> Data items

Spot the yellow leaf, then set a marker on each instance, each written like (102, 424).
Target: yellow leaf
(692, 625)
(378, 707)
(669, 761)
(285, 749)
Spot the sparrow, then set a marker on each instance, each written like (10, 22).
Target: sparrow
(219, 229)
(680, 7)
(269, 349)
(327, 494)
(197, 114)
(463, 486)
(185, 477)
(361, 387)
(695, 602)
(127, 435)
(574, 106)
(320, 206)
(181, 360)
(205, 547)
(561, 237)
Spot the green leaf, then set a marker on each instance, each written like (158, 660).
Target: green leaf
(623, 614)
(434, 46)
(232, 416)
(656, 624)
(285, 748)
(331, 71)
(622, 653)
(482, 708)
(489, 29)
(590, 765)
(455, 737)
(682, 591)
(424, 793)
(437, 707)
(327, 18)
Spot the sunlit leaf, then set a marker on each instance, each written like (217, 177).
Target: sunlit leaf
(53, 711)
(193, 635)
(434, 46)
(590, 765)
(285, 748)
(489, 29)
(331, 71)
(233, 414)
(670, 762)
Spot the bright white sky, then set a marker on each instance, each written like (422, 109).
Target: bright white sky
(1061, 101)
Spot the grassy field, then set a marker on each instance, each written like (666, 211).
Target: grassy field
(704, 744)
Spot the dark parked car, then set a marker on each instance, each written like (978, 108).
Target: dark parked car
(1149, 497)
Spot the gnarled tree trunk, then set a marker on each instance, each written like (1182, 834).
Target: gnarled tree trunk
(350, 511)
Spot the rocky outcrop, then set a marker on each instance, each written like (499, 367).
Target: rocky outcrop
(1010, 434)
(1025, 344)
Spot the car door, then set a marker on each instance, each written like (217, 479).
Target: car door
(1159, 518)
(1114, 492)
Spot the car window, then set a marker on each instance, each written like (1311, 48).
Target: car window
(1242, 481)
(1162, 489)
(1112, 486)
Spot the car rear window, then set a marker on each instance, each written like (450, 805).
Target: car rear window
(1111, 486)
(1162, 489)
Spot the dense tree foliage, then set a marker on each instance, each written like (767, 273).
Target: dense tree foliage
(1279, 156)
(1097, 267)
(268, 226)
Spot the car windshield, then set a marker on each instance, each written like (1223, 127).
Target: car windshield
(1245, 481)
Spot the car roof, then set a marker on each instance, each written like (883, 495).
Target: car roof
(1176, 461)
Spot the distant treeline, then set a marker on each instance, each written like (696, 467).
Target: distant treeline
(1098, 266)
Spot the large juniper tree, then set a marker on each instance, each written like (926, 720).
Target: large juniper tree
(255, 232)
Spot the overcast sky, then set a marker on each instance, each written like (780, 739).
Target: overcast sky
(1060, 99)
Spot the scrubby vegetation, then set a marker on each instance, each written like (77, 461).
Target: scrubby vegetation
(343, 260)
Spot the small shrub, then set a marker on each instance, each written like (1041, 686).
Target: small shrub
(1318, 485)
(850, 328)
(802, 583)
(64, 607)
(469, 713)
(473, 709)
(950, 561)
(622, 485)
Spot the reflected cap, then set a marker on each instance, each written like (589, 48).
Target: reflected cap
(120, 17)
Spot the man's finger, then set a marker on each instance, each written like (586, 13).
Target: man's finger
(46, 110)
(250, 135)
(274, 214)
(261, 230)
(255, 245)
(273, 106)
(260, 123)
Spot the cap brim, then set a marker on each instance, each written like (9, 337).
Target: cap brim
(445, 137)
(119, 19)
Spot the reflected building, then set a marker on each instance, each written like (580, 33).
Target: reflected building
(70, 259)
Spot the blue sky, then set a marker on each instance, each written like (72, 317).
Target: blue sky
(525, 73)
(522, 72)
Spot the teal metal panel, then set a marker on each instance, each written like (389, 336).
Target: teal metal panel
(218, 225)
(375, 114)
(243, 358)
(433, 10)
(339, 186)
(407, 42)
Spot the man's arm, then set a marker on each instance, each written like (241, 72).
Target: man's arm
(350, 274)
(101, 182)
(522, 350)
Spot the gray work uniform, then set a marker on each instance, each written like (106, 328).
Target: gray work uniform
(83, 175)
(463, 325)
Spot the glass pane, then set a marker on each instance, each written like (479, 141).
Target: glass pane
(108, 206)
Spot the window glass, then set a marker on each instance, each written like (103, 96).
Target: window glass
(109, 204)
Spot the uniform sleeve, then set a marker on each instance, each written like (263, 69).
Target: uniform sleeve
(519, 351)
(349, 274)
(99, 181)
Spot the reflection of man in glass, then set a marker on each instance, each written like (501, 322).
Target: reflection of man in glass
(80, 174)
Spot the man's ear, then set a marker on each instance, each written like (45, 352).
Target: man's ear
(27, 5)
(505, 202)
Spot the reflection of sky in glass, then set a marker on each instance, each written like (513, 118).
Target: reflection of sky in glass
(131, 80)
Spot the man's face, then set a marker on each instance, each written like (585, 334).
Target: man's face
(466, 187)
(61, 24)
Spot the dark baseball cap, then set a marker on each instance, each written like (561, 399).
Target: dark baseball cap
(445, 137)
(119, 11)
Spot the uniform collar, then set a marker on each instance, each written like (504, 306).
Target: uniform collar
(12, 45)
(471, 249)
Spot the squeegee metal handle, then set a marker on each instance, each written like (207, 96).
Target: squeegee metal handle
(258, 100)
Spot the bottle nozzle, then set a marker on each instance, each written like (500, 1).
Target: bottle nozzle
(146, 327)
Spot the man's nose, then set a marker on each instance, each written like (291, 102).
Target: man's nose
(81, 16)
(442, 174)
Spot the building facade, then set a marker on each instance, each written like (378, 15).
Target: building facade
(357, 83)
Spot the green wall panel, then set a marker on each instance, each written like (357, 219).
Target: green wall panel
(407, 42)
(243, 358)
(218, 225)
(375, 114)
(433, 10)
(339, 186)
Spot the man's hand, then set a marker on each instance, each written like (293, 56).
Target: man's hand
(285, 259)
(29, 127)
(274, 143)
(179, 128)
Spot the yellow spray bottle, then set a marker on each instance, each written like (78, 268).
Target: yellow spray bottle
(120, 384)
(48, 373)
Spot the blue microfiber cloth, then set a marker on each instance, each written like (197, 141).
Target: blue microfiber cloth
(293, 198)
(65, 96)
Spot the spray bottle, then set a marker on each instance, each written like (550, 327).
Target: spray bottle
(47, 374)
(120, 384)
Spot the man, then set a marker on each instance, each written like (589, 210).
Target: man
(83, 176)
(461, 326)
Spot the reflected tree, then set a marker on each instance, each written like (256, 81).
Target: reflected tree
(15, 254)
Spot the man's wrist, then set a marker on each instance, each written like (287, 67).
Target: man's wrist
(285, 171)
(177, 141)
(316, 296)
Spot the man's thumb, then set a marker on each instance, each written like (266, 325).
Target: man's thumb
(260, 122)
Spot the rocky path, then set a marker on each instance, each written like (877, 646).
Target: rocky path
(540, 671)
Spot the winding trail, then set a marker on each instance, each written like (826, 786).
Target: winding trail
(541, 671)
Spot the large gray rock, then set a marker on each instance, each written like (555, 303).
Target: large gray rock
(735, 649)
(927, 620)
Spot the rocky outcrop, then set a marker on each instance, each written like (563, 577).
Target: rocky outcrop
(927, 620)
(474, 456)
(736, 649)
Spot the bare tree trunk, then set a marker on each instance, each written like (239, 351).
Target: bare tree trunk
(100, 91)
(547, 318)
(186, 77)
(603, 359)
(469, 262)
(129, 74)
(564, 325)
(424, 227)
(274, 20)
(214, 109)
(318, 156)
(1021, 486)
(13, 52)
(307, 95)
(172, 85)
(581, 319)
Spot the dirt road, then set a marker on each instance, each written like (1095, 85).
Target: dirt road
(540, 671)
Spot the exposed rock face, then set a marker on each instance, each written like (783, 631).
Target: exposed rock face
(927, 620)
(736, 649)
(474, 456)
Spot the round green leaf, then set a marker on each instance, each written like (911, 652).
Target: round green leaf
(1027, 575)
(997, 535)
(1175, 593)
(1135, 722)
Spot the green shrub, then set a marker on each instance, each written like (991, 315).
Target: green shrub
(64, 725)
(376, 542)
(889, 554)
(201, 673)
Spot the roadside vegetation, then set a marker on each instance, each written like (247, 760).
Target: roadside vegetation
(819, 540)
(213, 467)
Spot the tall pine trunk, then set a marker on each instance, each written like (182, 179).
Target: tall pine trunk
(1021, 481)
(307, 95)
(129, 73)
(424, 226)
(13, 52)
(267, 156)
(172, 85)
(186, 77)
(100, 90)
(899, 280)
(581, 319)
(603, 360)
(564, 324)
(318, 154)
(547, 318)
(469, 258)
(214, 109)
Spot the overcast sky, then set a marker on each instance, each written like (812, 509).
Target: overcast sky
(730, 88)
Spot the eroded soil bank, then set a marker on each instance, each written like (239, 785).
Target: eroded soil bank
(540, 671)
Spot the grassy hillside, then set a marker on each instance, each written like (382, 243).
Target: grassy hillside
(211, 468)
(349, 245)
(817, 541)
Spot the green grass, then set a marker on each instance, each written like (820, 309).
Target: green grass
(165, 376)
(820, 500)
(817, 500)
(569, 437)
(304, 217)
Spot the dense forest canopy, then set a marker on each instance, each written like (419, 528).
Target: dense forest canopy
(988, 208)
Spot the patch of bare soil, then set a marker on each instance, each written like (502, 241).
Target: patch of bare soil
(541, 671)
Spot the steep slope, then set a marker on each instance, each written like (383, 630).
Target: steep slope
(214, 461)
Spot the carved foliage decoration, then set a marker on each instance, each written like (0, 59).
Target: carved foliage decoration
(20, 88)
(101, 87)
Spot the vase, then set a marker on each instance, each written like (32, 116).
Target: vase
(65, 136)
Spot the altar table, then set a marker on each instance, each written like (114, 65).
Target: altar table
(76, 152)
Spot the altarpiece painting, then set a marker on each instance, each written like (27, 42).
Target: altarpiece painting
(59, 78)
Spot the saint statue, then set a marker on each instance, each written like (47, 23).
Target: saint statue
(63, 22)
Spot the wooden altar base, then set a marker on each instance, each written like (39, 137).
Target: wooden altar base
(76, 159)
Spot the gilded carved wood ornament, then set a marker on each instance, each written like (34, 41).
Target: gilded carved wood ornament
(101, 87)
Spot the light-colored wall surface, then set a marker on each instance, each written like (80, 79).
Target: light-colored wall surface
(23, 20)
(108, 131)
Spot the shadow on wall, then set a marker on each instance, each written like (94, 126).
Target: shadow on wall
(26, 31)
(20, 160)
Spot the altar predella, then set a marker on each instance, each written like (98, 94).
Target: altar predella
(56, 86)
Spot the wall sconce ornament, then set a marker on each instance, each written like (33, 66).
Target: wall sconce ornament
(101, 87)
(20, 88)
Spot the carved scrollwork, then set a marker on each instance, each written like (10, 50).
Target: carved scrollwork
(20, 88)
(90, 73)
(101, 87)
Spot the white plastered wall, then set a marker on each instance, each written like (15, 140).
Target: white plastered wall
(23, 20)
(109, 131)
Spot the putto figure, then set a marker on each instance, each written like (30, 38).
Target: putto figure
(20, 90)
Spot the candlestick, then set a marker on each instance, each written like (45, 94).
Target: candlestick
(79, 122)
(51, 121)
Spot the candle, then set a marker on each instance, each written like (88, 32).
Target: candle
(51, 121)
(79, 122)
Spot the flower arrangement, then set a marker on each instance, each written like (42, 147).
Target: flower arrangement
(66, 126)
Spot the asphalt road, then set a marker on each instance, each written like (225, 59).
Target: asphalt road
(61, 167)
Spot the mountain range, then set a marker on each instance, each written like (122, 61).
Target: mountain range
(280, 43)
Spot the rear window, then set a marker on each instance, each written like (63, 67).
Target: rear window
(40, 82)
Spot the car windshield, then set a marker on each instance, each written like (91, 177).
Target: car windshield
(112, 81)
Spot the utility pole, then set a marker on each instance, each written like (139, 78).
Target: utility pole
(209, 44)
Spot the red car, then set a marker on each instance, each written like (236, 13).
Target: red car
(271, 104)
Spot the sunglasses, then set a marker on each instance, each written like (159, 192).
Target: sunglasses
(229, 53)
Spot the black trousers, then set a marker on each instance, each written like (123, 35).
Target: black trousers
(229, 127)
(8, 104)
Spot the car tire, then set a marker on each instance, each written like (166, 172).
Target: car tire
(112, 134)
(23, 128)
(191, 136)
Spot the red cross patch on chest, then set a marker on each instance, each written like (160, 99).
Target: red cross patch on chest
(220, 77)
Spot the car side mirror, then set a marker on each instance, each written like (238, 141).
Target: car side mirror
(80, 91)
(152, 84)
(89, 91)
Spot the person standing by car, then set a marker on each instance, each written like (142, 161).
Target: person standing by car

> EXERCISE DETAILS
Reproduce the lines from the one with "Spot the sunglasses, then" to the end of the data exactly, leaving out every earlier line.

> FINISHED EXERCISE
Spot the sunglasses, then set a marker on each instance, each written like (159, 192).
Target: sunglasses
(229, 53)
Spot the black trousers, then set a marker on each instance, each written like (123, 35).
Target: black trousers
(229, 127)
(8, 104)
Spot the car tire, then set a marker on each instance, each written like (166, 172).
Target: car tire
(112, 134)
(23, 128)
(191, 136)
Spot the red cross patch on chest, then set a marker on each instance, each written like (160, 99).
Target: red cross patch on chest
(220, 77)
Spot the car side mirror, then set a marker on each instance, each written like (238, 141).
Target: car side mirror
(80, 91)
(152, 84)
(89, 91)
Spot the person standing by car, then set a marker on each instance, each written like (142, 161).
Target: person standing by car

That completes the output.